DIRECTIVE: Report how many lines of the data below contain the string "marking". Give only the number.
>> begin EXERCISE MATERIAL
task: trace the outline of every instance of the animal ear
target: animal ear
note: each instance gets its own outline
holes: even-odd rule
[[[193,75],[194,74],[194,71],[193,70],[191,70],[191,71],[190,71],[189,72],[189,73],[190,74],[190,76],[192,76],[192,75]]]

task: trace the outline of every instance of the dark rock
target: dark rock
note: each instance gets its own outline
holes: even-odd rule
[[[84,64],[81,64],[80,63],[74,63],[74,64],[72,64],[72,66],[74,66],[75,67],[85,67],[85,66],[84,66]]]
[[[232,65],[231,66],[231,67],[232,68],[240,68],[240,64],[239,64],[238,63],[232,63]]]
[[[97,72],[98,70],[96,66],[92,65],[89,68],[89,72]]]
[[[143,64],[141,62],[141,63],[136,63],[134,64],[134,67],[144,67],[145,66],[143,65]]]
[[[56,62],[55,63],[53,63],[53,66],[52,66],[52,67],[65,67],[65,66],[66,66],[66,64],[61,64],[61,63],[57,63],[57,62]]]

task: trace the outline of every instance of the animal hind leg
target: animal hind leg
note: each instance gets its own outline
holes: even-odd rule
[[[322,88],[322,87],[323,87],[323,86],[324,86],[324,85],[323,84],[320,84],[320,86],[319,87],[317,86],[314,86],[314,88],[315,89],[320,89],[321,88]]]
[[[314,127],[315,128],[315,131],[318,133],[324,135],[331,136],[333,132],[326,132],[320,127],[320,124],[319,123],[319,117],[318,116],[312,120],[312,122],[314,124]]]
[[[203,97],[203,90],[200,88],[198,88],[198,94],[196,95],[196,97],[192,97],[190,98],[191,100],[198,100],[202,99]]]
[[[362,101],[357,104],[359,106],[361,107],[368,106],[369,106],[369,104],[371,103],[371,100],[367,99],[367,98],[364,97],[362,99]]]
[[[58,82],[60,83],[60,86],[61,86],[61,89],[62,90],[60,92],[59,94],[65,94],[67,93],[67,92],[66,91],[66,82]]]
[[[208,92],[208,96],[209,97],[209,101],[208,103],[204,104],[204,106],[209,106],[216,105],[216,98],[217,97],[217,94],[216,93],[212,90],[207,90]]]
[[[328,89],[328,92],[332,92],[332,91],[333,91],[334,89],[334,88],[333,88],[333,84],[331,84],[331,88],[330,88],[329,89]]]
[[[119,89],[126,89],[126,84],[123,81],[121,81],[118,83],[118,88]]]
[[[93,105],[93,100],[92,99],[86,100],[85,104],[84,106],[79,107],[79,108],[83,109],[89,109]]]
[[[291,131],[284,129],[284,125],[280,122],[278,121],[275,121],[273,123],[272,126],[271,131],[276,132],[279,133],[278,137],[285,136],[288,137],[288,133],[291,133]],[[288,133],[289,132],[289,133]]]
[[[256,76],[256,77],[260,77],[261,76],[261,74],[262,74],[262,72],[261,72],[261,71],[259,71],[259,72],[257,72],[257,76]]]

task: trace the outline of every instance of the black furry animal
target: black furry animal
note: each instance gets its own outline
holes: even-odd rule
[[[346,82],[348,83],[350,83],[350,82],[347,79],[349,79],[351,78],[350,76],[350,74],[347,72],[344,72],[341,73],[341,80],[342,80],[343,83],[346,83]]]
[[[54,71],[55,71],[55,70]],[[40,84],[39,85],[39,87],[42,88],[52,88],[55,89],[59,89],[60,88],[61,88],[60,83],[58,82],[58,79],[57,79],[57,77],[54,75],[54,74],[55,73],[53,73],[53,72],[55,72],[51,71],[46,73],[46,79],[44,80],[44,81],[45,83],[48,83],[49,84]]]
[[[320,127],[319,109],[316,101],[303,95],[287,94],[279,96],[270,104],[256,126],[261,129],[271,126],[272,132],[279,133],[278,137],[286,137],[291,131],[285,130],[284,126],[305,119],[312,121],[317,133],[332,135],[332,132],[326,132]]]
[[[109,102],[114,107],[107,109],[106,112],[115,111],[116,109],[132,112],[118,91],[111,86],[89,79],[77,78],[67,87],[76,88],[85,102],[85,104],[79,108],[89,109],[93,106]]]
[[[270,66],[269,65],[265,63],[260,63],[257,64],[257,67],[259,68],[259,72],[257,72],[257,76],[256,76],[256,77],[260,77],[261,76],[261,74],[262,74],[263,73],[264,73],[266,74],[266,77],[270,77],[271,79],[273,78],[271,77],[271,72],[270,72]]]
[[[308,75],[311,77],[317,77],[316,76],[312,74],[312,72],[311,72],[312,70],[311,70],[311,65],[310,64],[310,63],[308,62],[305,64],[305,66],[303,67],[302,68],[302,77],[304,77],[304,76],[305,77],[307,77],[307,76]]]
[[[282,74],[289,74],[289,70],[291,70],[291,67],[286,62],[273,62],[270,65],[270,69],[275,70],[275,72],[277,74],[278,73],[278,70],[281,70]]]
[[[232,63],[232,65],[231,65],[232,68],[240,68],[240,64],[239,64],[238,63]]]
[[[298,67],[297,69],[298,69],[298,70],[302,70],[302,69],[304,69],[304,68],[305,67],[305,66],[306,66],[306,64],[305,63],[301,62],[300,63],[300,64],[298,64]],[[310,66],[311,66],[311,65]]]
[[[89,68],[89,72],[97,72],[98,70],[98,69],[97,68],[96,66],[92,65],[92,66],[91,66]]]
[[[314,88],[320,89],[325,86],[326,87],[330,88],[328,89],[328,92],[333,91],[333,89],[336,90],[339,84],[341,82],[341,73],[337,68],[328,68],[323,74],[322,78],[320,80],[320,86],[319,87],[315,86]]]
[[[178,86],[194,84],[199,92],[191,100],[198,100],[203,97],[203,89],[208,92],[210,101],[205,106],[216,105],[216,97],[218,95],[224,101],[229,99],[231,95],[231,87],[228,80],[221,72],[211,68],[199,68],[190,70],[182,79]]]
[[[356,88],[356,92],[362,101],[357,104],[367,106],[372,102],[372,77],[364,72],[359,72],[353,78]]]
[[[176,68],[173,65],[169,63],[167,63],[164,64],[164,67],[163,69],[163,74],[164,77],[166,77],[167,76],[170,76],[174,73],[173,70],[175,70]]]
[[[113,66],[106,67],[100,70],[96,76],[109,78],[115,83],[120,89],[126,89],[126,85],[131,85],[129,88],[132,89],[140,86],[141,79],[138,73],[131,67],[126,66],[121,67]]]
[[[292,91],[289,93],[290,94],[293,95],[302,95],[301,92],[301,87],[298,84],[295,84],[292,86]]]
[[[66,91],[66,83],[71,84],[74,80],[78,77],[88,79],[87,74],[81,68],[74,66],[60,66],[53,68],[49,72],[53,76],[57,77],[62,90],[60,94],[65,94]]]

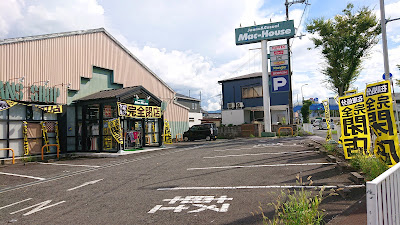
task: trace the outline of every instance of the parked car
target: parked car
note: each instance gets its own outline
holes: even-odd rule
[[[311,121],[311,124],[313,125],[313,127],[319,127],[321,120],[322,118],[315,118],[314,120]]]
[[[218,128],[215,123],[205,123],[193,125],[188,131],[183,133],[183,140],[194,141],[206,139],[207,141],[216,140]]]
[[[333,119],[331,119],[329,126],[331,127],[332,130],[335,129],[335,124],[333,123]],[[321,122],[319,123],[318,129],[319,130],[327,130],[328,129],[325,118],[322,118]]]

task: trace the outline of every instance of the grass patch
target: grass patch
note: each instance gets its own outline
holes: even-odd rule
[[[375,156],[356,154],[350,159],[350,165],[363,172],[367,180],[373,180],[389,169],[389,166]]]
[[[296,176],[298,185],[306,186],[303,184],[302,178],[299,175]],[[312,185],[311,176],[307,178],[308,185]],[[323,224],[324,212],[319,208],[323,199],[331,195],[337,195],[335,191],[331,191],[326,197],[323,195],[325,188],[321,188],[317,193],[301,188],[300,190],[293,191],[281,191],[278,199],[274,203],[269,203],[275,209],[275,215],[272,219],[269,219],[261,210],[263,224],[275,225],[275,224],[298,224],[298,225],[309,225],[309,224]],[[254,214],[253,214],[254,215]]]
[[[339,153],[339,150],[337,149],[337,147],[336,147],[335,144],[328,144],[328,143],[325,143],[325,144],[322,144],[322,146],[323,146],[323,147],[326,149],[326,151],[327,151],[328,153],[330,153],[330,154],[336,155],[336,154]]]

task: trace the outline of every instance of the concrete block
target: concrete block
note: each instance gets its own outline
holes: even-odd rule
[[[350,173],[350,180],[353,181],[355,184],[362,184],[365,182],[364,177],[357,172]]]

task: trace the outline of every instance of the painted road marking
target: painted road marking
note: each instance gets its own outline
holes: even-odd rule
[[[38,203],[38,204],[36,204],[36,205],[32,205],[32,206],[29,206],[29,207],[20,209],[20,210],[18,210],[18,211],[12,212],[12,213],[10,213],[10,214],[13,215],[13,214],[16,214],[16,213],[19,213],[19,212],[28,210],[28,209],[30,209],[30,208],[34,208],[34,209],[32,209],[31,211],[29,211],[29,212],[23,214],[24,216],[28,216],[28,215],[30,215],[30,214],[33,214],[33,213],[42,211],[42,210],[44,210],[44,209],[47,209],[47,208],[50,208],[50,207],[53,207],[53,206],[56,206],[56,205],[59,205],[59,204],[65,202],[65,201],[61,201],[61,202],[57,202],[57,203],[55,203],[55,204],[53,204],[53,205],[48,205],[51,201],[52,201],[52,200],[47,200],[47,201]],[[48,206],[46,206],[46,205],[48,205]]]
[[[10,207],[10,206],[13,206],[13,205],[16,205],[16,204],[22,203],[22,202],[26,202],[26,201],[29,201],[29,200],[31,200],[31,199],[32,199],[32,198],[27,198],[27,199],[24,199],[24,200],[22,200],[22,201],[15,202],[15,203],[12,203],[12,204],[9,204],[9,205],[6,205],[6,206],[3,206],[3,207],[0,207],[0,209],[4,209],[4,208],[7,208],[7,207]]]
[[[32,176],[21,175],[21,174],[15,174],[15,173],[3,173],[3,172],[0,172],[0,174],[9,175],[9,176],[15,176],[15,177],[25,177],[25,178],[31,178],[31,179],[36,179],[36,180],[46,180],[46,178],[32,177]]]
[[[63,164],[63,163],[39,163],[42,165],[55,165],[55,166],[79,166],[79,167],[89,167],[89,168],[99,168],[100,166],[91,166],[91,165],[75,165],[75,164]]]
[[[241,157],[241,156],[257,156],[257,155],[282,155],[282,154],[300,154],[300,153],[312,153],[315,151],[301,151],[301,152],[264,152],[255,154],[240,154],[240,155],[219,155],[203,157],[204,159],[215,159],[215,158],[227,158],[227,157]]]
[[[190,210],[187,213],[198,213],[206,210],[211,210],[214,212],[228,212],[229,203],[225,203],[225,201],[232,201],[233,198],[228,198],[226,195],[222,195],[221,197],[215,196],[175,196],[172,199],[164,199],[164,202],[168,202],[168,205],[178,204],[176,206],[163,206],[156,205],[154,206],[148,213],[156,213],[157,211],[173,211],[183,212],[184,210],[190,209],[190,207],[195,207],[194,210]],[[211,204],[213,203],[214,204]],[[218,204],[221,204],[221,207],[218,208]]]
[[[270,165],[251,165],[251,166],[212,166],[212,167],[188,168],[187,170],[257,168],[257,167],[278,167],[278,166],[318,166],[318,165],[336,165],[336,163],[291,163],[291,164],[270,164]]]
[[[78,189],[78,188],[81,188],[81,187],[84,187],[84,186],[87,186],[87,185],[90,185],[90,184],[95,184],[95,183],[97,183],[97,182],[99,182],[99,181],[102,181],[102,180],[103,180],[103,179],[94,180],[94,181],[89,181],[89,182],[83,183],[83,184],[81,184],[81,185],[79,185],[79,186],[76,186],[76,187],[74,187],[74,188],[70,188],[70,189],[68,189],[67,191],[73,191],[73,190],[75,190],[75,189]]]
[[[347,186],[336,186],[336,185],[320,185],[320,186],[301,186],[301,185],[268,185],[268,186],[236,186],[236,187],[173,187],[173,188],[158,188],[157,191],[178,191],[178,190],[240,190],[240,189],[315,189],[315,188],[325,188],[325,189],[336,189],[336,188],[363,188],[364,184],[360,185],[347,185]]]

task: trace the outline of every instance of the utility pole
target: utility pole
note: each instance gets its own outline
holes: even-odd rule
[[[386,36],[386,18],[385,18],[385,3],[380,0],[381,8],[381,26],[382,26],[382,47],[383,47],[383,65],[385,67],[385,80],[389,80],[389,56],[387,50],[387,36]]]
[[[289,6],[295,3],[304,3],[306,0],[294,0],[293,2],[288,2],[286,0],[286,20],[289,20]],[[289,63],[289,123],[293,124],[293,99],[292,99],[292,66],[290,64],[290,45],[289,45],[289,38],[286,39],[286,44],[288,46],[288,63]]]

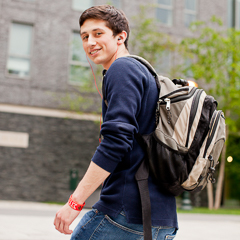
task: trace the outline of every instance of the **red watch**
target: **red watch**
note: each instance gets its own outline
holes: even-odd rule
[[[85,206],[85,202],[83,204],[78,204],[72,200],[72,195],[71,195],[68,200],[68,205],[74,210],[81,211]]]

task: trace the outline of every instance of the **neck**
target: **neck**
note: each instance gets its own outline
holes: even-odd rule
[[[110,64],[108,64],[107,66],[103,66],[104,69],[108,70],[110,68],[110,66],[112,65],[112,63],[117,58],[125,57],[125,56],[128,56],[128,55],[130,55],[130,54],[129,54],[128,50],[126,49],[125,45],[124,44],[119,45],[117,50],[116,50],[116,53],[112,57],[112,60],[111,60]]]

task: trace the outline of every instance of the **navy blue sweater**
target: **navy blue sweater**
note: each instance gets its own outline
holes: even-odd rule
[[[129,223],[142,223],[140,195],[135,173],[144,152],[134,133],[155,128],[158,90],[154,77],[135,59],[118,58],[106,72],[104,87],[108,107],[102,103],[104,139],[92,161],[111,172],[100,200],[93,206],[109,216],[124,210]],[[152,225],[178,227],[175,197],[162,193],[149,178]]]

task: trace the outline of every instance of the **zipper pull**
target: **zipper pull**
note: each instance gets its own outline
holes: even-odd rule
[[[169,98],[165,98],[165,99],[164,99],[164,102],[166,103],[166,109],[167,109],[168,111],[170,111],[170,99],[169,99]]]
[[[170,99],[165,98],[164,102],[166,103],[166,109],[167,109],[167,121],[168,121],[168,124],[170,124],[172,119],[172,113],[170,111]]]

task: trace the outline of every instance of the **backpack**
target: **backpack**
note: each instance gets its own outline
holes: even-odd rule
[[[148,135],[135,134],[145,157],[135,175],[143,216],[144,240],[152,239],[148,176],[167,193],[200,191],[215,182],[215,166],[225,142],[225,118],[217,101],[182,79],[159,76],[145,59],[130,55],[145,65],[156,80],[156,128]]]

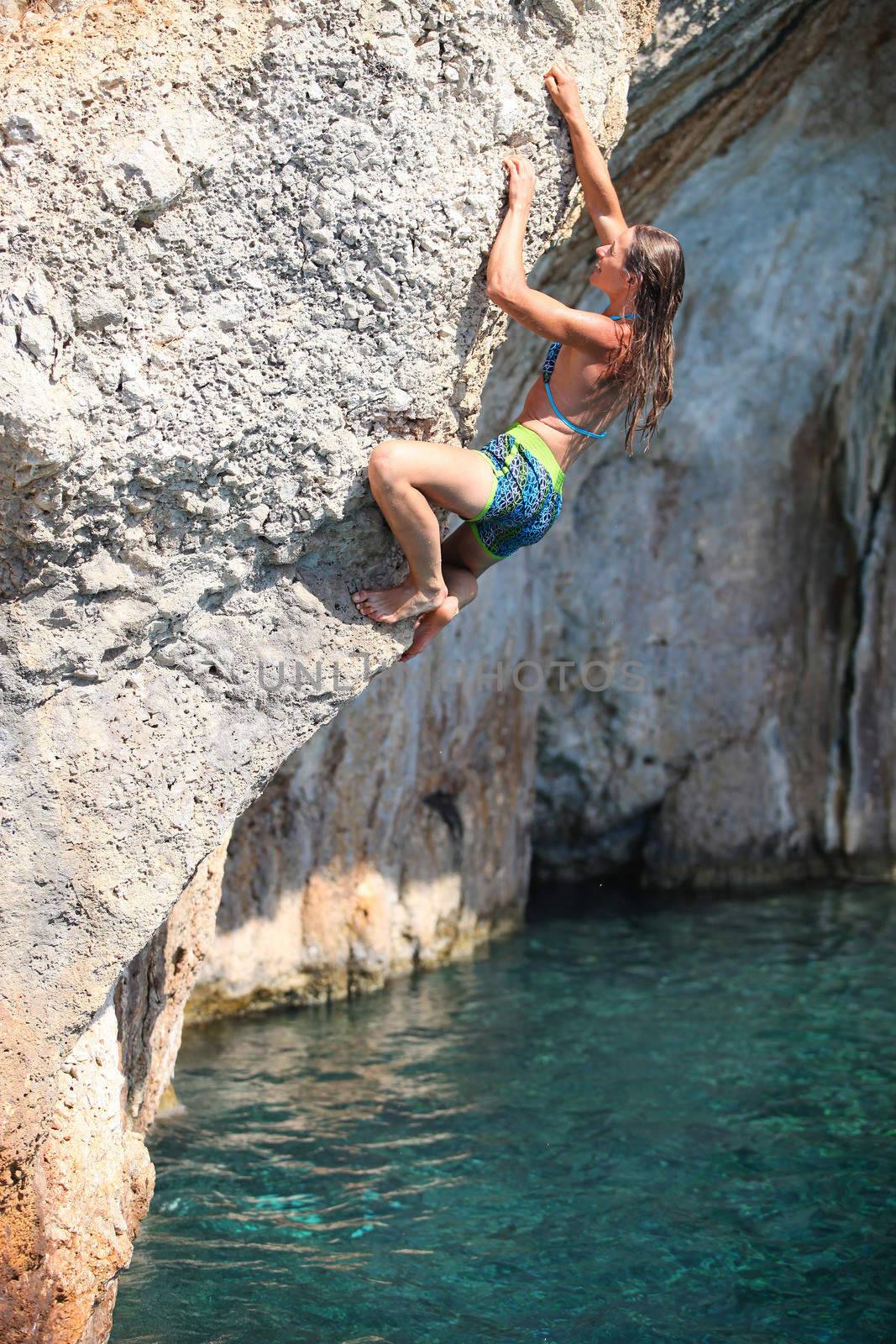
>> end EXERCISE MATERIAL
ANSWER FOR THIS EXERCISE: 2